◆ **Dataset extract**:

○ ○ ○ ○ ○

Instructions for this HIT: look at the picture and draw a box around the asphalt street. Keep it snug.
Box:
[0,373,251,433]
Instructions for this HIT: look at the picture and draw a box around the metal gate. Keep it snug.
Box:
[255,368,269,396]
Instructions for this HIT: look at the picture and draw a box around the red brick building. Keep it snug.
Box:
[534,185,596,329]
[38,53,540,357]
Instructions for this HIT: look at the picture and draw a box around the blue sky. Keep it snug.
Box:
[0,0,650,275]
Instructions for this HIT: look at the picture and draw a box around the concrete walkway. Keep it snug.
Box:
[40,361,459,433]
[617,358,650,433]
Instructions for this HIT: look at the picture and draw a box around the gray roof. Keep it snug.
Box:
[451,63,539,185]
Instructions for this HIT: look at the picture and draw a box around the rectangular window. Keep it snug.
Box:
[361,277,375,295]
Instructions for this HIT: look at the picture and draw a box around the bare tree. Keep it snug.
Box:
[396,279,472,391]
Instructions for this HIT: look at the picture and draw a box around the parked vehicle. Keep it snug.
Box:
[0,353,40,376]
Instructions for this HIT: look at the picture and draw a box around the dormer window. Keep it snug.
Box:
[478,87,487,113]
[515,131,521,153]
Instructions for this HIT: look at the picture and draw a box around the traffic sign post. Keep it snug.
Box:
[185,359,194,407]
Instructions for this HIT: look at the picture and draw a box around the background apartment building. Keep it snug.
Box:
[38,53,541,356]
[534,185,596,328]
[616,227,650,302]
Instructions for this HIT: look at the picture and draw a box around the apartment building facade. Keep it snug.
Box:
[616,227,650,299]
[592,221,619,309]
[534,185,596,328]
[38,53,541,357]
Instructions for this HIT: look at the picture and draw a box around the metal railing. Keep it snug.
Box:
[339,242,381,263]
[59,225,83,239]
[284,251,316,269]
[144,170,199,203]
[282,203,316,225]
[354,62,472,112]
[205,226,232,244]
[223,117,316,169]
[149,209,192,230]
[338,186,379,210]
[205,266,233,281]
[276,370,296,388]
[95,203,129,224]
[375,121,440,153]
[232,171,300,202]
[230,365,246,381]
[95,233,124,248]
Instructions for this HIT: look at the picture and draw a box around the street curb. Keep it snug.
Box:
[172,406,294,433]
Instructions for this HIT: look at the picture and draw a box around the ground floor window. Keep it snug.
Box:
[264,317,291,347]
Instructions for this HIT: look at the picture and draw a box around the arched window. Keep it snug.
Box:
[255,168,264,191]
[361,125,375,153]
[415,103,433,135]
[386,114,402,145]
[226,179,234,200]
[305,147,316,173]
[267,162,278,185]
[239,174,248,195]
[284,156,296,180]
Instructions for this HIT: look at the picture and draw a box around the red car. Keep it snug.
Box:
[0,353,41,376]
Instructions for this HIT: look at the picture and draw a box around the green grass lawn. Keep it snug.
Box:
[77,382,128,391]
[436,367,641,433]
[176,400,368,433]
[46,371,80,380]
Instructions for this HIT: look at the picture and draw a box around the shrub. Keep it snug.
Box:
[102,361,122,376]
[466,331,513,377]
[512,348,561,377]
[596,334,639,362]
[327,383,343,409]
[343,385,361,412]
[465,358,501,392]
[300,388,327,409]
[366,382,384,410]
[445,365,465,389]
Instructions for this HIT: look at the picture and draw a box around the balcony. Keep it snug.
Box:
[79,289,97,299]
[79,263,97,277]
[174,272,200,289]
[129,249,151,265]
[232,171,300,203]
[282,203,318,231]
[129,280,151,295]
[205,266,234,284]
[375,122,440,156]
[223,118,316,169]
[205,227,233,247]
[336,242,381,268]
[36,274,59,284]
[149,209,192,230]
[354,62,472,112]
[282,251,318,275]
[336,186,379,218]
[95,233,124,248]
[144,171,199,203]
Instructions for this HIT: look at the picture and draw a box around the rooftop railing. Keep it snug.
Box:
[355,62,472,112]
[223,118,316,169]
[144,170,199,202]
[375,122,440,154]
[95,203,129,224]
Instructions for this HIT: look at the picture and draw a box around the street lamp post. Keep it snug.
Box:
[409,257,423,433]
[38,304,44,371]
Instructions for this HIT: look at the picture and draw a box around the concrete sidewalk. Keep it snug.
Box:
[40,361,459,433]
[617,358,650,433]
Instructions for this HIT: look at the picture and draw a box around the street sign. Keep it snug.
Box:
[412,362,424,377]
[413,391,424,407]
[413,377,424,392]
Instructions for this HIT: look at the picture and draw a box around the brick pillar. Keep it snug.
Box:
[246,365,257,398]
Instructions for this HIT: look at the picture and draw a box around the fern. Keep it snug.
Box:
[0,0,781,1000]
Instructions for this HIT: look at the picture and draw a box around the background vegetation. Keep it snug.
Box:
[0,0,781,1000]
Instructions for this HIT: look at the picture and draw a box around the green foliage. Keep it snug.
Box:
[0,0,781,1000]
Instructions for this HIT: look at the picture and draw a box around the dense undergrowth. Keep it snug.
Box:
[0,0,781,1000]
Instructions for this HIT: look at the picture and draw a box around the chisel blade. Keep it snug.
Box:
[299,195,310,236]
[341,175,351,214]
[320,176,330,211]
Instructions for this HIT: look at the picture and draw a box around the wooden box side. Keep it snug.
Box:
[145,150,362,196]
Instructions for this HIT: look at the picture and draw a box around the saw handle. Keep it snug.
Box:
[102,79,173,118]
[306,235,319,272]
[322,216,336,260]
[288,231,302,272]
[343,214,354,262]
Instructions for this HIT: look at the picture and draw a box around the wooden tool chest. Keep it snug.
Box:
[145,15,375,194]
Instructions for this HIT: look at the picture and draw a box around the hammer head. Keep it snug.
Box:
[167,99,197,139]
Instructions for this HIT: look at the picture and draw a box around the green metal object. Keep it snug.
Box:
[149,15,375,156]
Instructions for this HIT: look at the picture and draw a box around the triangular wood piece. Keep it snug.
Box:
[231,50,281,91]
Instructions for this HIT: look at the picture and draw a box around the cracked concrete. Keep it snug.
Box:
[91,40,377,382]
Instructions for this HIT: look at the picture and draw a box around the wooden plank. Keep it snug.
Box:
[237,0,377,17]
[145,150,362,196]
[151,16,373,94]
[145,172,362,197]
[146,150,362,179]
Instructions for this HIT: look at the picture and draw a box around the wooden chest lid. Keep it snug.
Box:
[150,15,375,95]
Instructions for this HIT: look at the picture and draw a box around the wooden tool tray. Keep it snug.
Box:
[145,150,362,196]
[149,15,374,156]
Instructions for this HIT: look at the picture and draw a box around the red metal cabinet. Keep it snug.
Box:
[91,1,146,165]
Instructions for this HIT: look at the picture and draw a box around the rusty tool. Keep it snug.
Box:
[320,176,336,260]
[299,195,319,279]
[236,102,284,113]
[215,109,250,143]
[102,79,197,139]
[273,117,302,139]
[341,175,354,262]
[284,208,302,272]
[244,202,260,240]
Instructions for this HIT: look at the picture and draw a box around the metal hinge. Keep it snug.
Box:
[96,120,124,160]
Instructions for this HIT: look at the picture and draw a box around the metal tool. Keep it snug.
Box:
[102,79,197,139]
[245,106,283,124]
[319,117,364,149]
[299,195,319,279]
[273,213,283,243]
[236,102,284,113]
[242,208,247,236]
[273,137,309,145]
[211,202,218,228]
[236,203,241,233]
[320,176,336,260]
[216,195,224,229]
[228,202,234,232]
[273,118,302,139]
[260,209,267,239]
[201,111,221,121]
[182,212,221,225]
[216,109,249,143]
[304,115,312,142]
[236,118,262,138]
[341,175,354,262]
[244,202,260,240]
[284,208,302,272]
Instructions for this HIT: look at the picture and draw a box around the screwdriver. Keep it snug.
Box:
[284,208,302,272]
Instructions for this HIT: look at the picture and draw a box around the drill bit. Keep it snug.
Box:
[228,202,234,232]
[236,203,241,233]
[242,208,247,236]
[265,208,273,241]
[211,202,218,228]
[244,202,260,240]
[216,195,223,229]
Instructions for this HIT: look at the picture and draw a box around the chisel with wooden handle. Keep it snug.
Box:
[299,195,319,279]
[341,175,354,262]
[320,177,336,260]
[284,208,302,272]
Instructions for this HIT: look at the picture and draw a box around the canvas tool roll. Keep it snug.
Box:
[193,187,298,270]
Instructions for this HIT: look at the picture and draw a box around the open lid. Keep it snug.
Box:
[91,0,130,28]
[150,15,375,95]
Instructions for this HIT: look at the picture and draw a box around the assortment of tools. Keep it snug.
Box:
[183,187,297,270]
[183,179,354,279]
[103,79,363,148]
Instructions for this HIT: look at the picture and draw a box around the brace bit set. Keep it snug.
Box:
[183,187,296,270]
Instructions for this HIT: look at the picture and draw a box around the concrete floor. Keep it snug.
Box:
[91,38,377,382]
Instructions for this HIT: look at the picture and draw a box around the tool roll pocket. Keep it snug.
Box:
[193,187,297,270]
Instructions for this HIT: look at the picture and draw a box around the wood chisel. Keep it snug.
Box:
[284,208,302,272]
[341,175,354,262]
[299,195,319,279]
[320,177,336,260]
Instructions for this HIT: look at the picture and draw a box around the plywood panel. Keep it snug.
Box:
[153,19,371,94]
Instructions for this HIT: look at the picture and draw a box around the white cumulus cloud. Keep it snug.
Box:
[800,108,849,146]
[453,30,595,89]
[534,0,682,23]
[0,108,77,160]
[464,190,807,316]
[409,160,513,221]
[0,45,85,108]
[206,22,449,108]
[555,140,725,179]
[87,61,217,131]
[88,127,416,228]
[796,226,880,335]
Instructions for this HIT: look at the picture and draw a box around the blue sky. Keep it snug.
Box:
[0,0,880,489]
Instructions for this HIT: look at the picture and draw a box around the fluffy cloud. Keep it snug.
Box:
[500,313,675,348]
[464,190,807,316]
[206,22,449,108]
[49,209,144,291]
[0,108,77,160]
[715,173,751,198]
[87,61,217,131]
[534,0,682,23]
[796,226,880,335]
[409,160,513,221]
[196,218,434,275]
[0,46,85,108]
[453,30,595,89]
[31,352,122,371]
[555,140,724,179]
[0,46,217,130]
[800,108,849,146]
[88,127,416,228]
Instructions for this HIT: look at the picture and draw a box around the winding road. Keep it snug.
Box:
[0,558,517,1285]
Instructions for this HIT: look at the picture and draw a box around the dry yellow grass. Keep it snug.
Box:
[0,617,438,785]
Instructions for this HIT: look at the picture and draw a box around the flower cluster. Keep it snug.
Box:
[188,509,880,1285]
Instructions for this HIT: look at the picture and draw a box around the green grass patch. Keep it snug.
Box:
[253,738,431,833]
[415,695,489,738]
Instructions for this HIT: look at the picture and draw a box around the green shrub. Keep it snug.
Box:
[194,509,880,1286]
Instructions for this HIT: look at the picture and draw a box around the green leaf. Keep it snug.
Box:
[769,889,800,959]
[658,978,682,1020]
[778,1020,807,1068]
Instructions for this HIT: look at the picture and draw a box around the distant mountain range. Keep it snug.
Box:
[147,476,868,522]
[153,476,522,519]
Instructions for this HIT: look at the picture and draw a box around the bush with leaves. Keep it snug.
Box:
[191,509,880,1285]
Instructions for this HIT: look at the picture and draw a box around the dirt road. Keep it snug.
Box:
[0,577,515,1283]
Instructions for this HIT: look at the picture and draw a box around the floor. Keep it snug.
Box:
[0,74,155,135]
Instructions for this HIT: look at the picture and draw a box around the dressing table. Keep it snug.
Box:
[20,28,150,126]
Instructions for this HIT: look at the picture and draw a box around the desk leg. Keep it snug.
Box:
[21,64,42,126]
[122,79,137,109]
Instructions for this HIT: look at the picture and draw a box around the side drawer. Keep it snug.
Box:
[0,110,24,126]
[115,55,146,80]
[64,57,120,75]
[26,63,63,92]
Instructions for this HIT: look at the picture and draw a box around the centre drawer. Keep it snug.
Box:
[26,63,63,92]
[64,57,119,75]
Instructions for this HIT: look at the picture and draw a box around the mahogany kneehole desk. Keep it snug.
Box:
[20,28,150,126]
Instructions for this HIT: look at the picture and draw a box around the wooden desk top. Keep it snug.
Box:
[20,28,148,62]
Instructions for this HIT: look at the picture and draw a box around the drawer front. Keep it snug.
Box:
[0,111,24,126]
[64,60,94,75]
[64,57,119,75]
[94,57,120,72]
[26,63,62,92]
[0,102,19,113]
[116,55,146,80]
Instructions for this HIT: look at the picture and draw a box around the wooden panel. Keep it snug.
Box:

○ ○ ○ ○ ○

◆ **Goal of the exercise**: Return each line of the material above that contains the string "background".

◆ **Reply**:
Instructions for this HIT: look at the picture and draw a box around the background apartment building. Keep it snug.
Instructions for this HIT: look at the picture and draw a box around the background vegetation. Keep it snug.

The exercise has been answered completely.